What the exercise asks: Write the data below out exactly as it stands. Do not include the pictures.

Start of Records for processing

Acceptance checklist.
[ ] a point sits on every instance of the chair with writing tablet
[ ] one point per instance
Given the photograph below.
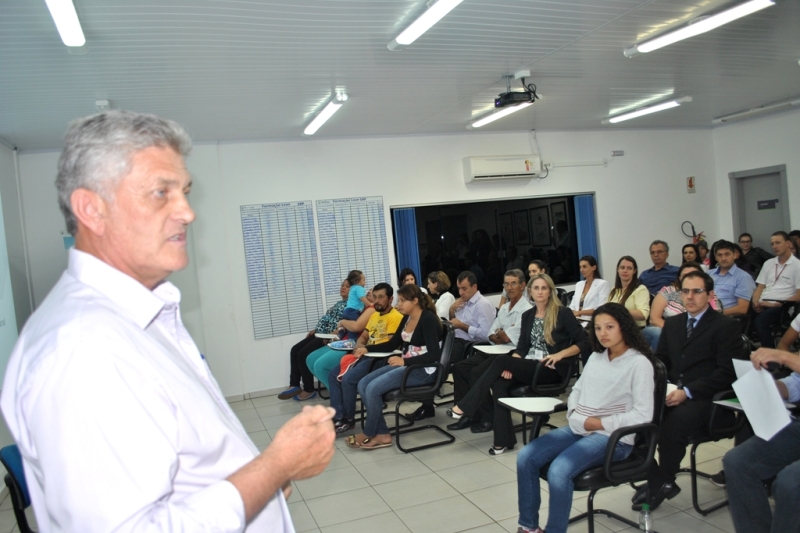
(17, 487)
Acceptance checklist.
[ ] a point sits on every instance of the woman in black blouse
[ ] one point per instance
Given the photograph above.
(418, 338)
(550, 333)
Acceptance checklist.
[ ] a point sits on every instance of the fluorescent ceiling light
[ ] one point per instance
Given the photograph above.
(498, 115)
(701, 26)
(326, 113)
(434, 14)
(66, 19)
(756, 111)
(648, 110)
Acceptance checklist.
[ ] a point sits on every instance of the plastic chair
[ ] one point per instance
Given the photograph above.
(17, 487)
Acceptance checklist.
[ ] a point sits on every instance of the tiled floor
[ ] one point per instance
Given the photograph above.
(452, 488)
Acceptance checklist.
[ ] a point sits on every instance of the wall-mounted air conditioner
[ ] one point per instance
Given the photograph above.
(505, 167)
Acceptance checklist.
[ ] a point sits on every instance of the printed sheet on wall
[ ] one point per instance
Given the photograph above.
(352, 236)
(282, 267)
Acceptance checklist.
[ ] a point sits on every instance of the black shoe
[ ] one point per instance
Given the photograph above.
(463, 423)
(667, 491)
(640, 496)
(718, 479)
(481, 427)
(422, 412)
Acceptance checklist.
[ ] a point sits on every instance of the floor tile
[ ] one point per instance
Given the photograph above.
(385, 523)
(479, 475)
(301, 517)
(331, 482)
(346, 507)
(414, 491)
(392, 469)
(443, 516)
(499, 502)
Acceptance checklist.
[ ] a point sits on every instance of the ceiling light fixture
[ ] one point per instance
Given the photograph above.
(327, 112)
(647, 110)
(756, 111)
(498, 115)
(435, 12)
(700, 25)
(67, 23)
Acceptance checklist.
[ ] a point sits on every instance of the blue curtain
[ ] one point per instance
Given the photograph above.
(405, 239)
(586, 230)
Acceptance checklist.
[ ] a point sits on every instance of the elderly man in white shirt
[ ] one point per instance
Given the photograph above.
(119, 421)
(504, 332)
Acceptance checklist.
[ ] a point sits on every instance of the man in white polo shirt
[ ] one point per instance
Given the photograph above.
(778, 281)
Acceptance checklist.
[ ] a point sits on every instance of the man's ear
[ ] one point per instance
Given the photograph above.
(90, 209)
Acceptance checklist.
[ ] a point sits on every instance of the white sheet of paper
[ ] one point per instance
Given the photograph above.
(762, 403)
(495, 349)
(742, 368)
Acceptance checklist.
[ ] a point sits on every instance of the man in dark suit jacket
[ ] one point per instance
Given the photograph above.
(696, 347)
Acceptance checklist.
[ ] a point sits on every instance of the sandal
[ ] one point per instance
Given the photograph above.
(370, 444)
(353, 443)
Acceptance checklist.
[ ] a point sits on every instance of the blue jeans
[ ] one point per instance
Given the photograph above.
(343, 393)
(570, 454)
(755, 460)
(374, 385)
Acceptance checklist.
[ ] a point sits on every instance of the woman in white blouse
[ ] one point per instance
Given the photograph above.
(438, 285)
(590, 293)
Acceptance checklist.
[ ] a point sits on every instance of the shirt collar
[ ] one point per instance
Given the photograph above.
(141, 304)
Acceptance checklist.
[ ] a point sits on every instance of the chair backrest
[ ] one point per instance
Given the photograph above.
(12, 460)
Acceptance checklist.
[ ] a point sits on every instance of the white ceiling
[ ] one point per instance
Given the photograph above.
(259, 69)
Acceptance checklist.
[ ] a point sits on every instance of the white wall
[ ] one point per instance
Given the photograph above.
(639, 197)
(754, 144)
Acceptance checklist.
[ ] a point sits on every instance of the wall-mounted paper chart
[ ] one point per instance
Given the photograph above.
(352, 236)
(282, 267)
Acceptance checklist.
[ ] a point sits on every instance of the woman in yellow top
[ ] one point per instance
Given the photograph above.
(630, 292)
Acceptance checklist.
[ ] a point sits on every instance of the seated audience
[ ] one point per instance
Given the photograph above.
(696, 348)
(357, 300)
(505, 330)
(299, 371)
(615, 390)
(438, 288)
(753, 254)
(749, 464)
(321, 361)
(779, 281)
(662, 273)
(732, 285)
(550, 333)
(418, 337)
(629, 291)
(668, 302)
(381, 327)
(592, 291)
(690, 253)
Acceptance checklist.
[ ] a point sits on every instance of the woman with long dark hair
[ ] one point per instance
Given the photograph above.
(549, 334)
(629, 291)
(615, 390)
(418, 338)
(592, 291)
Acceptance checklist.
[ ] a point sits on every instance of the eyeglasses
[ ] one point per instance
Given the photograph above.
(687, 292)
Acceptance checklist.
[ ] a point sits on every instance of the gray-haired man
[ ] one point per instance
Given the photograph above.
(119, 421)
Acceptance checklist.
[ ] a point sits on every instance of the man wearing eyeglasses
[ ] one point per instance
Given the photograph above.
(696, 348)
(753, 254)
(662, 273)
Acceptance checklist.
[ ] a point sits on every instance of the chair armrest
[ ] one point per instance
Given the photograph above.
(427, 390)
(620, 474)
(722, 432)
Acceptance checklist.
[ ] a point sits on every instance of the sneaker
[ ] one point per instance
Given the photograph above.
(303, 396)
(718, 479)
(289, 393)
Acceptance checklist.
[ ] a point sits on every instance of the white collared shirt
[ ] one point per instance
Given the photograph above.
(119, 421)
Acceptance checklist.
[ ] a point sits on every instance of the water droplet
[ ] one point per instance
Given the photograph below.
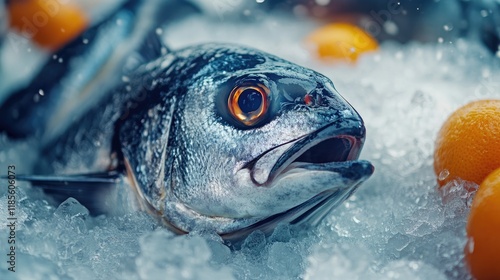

End of Records for processing

Reply to the exercise:
Acceptance checklist.
[ ] a point sits on every instance of the chair with writing tablet
[ ] one point per instance
Given the photograph below.
(17, 487)
Acceptance checklist.
[ ] a point sits on every instance of the woman in black blouse
[ ] one point per instance
Given the photograph above.
(418, 338)
(550, 333)
Acceptance checklist.
[ ] a point sits on every instance of the fluorescent ceiling light
[ ] one point per instance
Given the photograph above.
(498, 115)
(701, 26)
(326, 113)
(434, 14)
(66, 19)
(756, 111)
(648, 110)
Acceptance checklist.
[ ] a point sits on every instance of the plastic chair
[ ] one point per instance
Given the photograph above.
(17, 487)
Acceptance checklist.
[ ] a point sits on every instance of the tiled floor
[ ] one point per instance
Given the photograph above.
(452, 488)
Acceptance checklist.
[ ] a point sits on every instance of the wall-mounted air conditioner
[ ] one point per instance
Given the photograph above.
(505, 167)
Acceptance checklist.
[ ] a point sits on every instance of the printed sheet on wall
[ ] one point per instance
Given the photograph above.
(352, 236)
(282, 267)
Acceptance checklist.
[ ] a point sits on every instance of the black shoe
[ ] one point per instance
Given the photograph above.
(463, 423)
(667, 491)
(640, 496)
(718, 479)
(481, 427)
(422, 412)
Acceptance checklist.
[ ] a point sits on every instance of the floor tile
[ ] one point per instance
Given the photograph above.
(385, 523)
(479, 475)
(301, 517)
(331, 482)
(346, 507)
(414, 491)
(392, 469)
(443, 516)
(499, 502)
Acceptance checklist.
[ ] a point sits on every instance of the ceiling light fixture
[ ] one point per instance
Given the photograph above.
(327, 112)
(647, 110)
(756, 111)
(498, 115)
(435, 12)
(700, 25)
(67, 23)
Acceptance checklist.
[ ] a point sits on every instance of the blue curtain
[ ] one point per instance
Given the photograph above.
(405, 239)
(586, 230)
Acceptance checklist.
[ ] a point sits on every instance of the elderly man in white shirt
[ ] one point per instance
Given the photograph above.
(119, 421)
(504, 332)
Acceptance checklist.
[ ] a point sits on every instance of the man in white polo shirt
[ ] one point per instance
Given the photograph above.
(778, 281)
Acceptance checklist.
[ ] a point sits on every instance of the man's ear
[ ] one point per instance
Given the photograph above.
(90, 209)
Acceptance checklist.
[ ] a point sits on every instance of the white sheet of paper
[ ] one point per instance
Given the photograph above.
(762, 403)
(495, 349)
(742, 368)
Acceptance checklist.
[ ] a point sits on every instance of the man in dark suit jacket
[ ] one point per instance
Given the photograph above.
(696, 347)
Acceptance checklist.
[ ] a point sits on every instance of the sandal
[ ] one point per instance
Given the photograph above.
(370, 444)
(353, 443)
Acceptance checklist.
[ ] a point sits on every instance of the blue jeans
[ ] one point per instance
Given the photograph above.
(343, 393)
(570, 454)
(755, 460)
(374, 385)
Acceptance checklist.
[ ] a point sits on every instance of the woman in white blouse
[ ] one point per instance
Given the photograph above.
(438, 285)
(590, 293)
Acceptance checklist.
[ ] a point sits on every instance of the shirt collar
[ ] one point per instance
Given the photograph above.
(141, 304)
Acceptance checklist.
[ ] a point sits on every instance of the chair backrest
[ ] one point per instance
Given the photograph above.
(12, 460)
Acceptance checklist.
[ ] a point sits on every instance of the white ceiling
[ ] one point per instance
Given the photograph above.
(259, 69)
Acceptance checklist.
[ ] a point sits on every instance of the white wall
[ ] one point per instance
Given the photograph above.
(639, 197)
(754, 144)
Acceptance checklist.
[ ] a point sits on every instance of the wall-mounted paper chart
[ ] one point per instance
Given the photograph above.
(352, 236)
(282, 267)
Acceptance checklist.
[ ] a point sits on every instance of the woman in yellow top
[ ] one point per instance
Given the photograph above.
(630, 292)
Acceptance checklist.
[ ] a point sits on every instance of the seated audience
[ ] one point per instance
Given the photograph above.
(696, 348)
(357, 300)
(505, 330)
(299, 371)
(615, 390)
(438, 288)
(753, 254)
(749, 464)
(321, 361)
(779, 281)
(662, 273)
(732, 285)
(550, 333)
(418, 337)
(629, 291)
(668, 302)
(381, 327)
(592, 291)
(690, 253)
Acceptance checklist.
[ ] a point sits on every instance of the woman with long dark hair
[ ] one point per instance
Given the photograph above.
(549, 334)
(629, 291)
(615, 390)
(418, 338)
(592, 291)
Acceptance checklist.
[ ] a point sits on every instance of the eyeglasses
[ ] one point per instance
Given the photograph above.
(687, 292)
Acceptance checklist.
[ ] a point sits on every instance of the gray-haired man
[ ] one point per instance
Given the photograph above.
(119, 421)
Acceptance checklist.
[ ] a point sits on every instance of the man wearing eyeglasses
[ ] one point per instance
Given the photograph above.
(696, 348)
(753, 254)
(662, 273)
Acceptance checklist.
[ ] a point sits on every instance of the chair armrest
[ ] one point per instance
Given the photograph above.
(427, 390)
(620, 474)
(722, 432)
Acceptance checklist.
[ ] a point sits on every instance of the sneaker
[ ] one point per instance
Given the photograph above.
(303, 396)
(718, 479)
(289, 393)
Acceptance checklist.
[ ] a point sits on every instance of the white collared shirt
[ ] one point per instance
Given the photograph above.
(119, 421)
Acceptance checklist.
[ ] a point sits on every instance of the water droplet
[ ] one point per instance
Given the photograph below.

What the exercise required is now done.